> **Challenge**: Pull out each line of the records below that contains the string "beige". Case counts.

***** Records for the task

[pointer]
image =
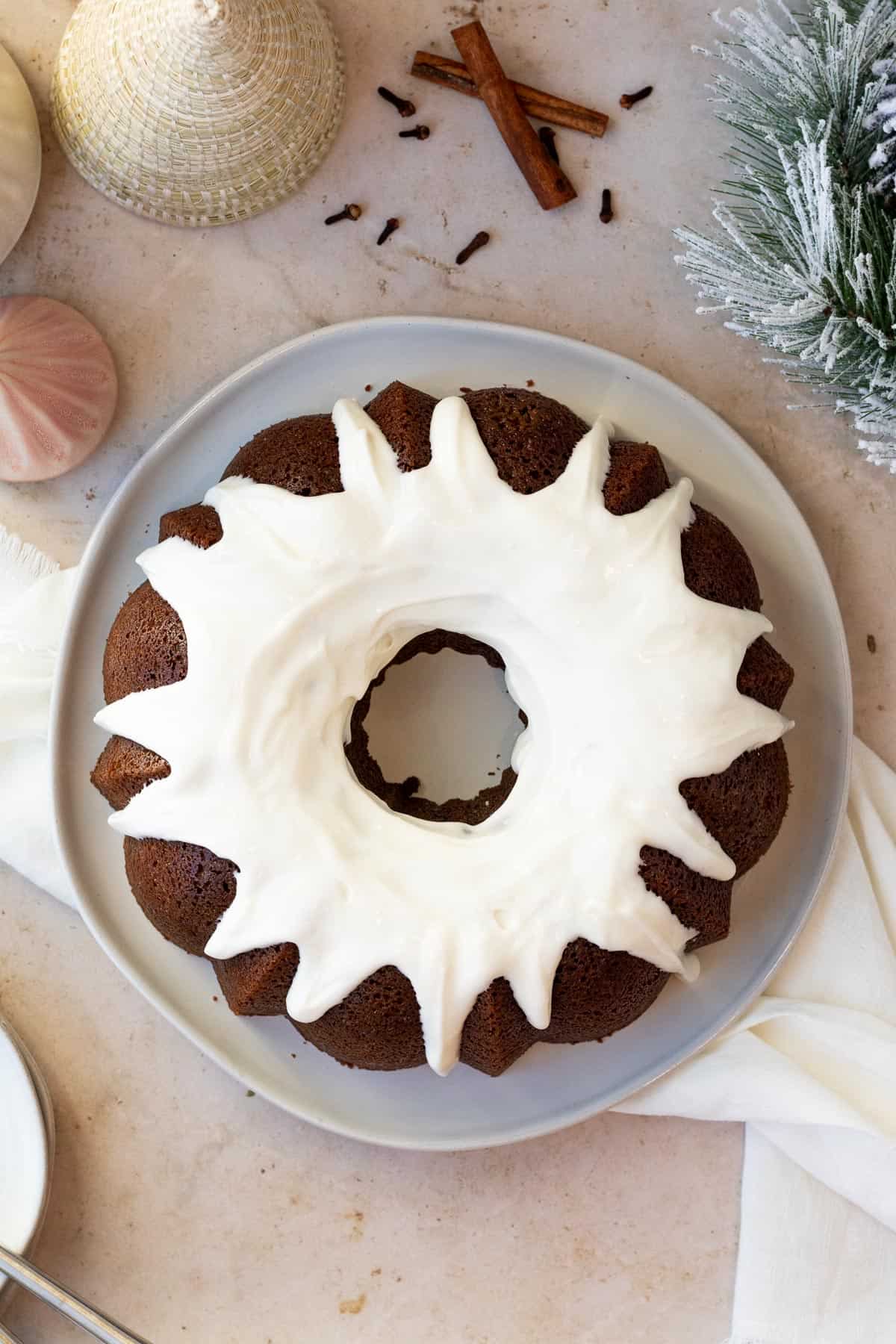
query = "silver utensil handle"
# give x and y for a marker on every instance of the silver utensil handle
(54, 1295)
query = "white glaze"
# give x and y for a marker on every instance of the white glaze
(628, 679)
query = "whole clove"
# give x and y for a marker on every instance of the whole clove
(474, 243)
(548, 139)
(403, 107)
(347, 213)
(629, 100)
(391, 225)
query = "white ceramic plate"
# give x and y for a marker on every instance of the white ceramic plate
(19, 154)
(25, 1151)
(553, 1085)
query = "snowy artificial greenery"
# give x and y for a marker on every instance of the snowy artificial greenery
(806, 257)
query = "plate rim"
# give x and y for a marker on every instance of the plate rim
(90, 561)
(37, 1092)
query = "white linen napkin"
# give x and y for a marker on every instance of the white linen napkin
(812, 1066)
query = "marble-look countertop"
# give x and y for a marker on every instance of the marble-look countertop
(183, 1206)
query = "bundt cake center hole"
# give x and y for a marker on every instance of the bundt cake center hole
(435, 732)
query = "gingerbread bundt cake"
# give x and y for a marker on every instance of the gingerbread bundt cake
(186, 890)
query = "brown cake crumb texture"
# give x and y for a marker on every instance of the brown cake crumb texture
(184, 890)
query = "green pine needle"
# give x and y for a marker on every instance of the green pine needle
(806, 257)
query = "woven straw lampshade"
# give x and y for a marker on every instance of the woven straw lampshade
(198, 112)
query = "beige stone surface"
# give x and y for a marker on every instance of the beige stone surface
(181, 1204)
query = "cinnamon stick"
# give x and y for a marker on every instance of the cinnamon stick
(536, 102)
(548, 181)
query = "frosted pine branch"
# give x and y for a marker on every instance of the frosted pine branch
(805, 255)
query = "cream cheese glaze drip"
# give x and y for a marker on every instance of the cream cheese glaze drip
(628, 679)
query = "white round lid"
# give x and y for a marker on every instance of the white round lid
(25, 1152)
(19, 154)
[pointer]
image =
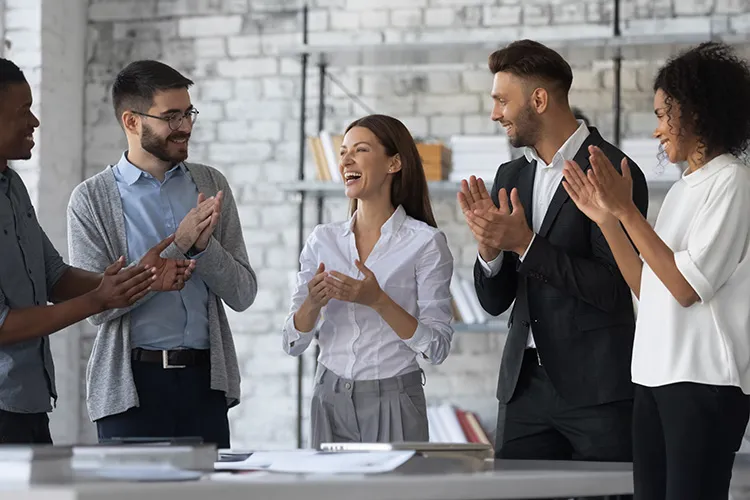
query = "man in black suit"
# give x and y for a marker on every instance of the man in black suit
(564, 386)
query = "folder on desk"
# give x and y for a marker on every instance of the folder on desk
(475, 450)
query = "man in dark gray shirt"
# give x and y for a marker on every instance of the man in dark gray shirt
(32, 273)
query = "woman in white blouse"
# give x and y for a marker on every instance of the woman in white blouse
(380, 283)
(691, 355)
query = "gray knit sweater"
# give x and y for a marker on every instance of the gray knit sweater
(96, 238)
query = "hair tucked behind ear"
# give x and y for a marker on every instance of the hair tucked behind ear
(409, 187)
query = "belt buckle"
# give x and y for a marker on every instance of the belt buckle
(165, 361)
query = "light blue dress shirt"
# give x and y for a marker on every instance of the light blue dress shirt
(153, 210)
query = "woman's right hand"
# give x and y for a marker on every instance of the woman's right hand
(584, 195)
(318, 292)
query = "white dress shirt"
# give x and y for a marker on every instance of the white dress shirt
(546, 181)
(704, 220)
(413, 265)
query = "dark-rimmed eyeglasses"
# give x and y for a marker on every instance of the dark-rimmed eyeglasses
(174, 120)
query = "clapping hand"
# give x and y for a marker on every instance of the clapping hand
(169, 274)
(495, 228)
(584, 194)
(366, 291)
(613, 190)
(318, 293)
(202, 242)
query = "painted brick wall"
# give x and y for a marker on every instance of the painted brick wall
(248, 127)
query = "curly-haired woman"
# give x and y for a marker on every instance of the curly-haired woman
(691, 355)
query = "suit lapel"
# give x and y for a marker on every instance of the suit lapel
(525, 186)
(560, 196)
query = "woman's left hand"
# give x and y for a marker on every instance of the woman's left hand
(366, 291)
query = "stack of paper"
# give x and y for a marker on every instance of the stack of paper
(320, 462)
(193, 458)
(35, 464)
(478, 155)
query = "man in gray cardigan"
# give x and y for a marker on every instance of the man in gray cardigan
(32, 273)
(165, 367)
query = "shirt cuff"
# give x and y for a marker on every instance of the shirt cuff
(292, 334)
(693, 275)
(528, 248)
(493, 267)
(4, 310)
(420, 341)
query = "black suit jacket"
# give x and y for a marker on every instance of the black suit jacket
(568, 289)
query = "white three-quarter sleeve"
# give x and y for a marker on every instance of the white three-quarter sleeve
(295, 342)
(717, 240)
(434, 333)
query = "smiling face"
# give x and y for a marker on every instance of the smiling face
(674, 139)
(512, 109)
(17, 122)
(365, 166)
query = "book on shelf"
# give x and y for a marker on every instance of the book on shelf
(450, 424)
(465, 302)
(645, 152)
(325, 150)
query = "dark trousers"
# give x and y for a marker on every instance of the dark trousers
(685, 437)
(174, 403)
(537, 424)
(24, 428)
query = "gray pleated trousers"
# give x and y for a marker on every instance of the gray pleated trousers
(368, 411)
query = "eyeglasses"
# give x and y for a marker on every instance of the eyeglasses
(174, 120)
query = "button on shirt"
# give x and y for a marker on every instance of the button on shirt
(704, 221)
(153, 210)
(413, 265)
(547, 179)
(29, 268)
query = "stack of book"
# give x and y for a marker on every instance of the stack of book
(35, 464)
(325, 149)
(436, 160)
(656, 167)
(449, 424)
(478, 155)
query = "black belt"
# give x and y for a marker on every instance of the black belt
(179, 358)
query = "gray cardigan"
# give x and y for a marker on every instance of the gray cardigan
(96, 238)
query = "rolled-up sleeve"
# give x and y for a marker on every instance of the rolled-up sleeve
(54, 266)
(717, 240)
(434, 334)
(295, 342)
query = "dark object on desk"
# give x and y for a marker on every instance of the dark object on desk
(165, 441)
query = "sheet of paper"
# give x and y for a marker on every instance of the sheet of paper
(321, 462)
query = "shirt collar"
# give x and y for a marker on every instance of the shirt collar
(567, 151)
(6, 177)
(130, 173)
(391, 226)
(709, 169)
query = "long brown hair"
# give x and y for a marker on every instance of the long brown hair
(409, 185)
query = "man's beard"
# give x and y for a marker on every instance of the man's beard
(159, 147)
(527, 128)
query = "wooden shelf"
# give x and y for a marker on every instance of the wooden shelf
(473, 51)
(489, 327)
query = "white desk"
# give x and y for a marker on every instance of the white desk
(420, 480)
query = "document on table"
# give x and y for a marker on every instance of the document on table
(320, 462)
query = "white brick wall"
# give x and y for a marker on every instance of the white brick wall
(248, 99)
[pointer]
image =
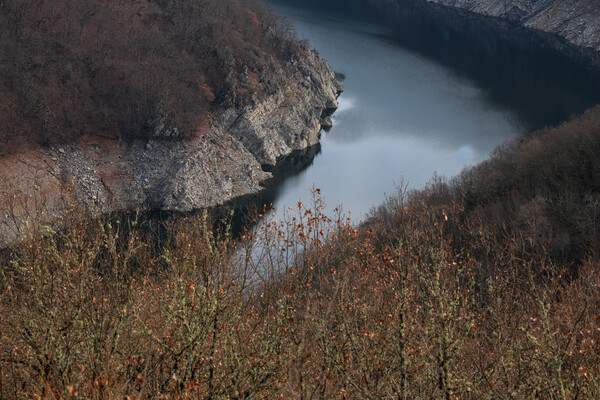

**********

> **Solution to the problem**:
query = "beige stone surface"
# give x and y for a marker on every instance of the beige stone surface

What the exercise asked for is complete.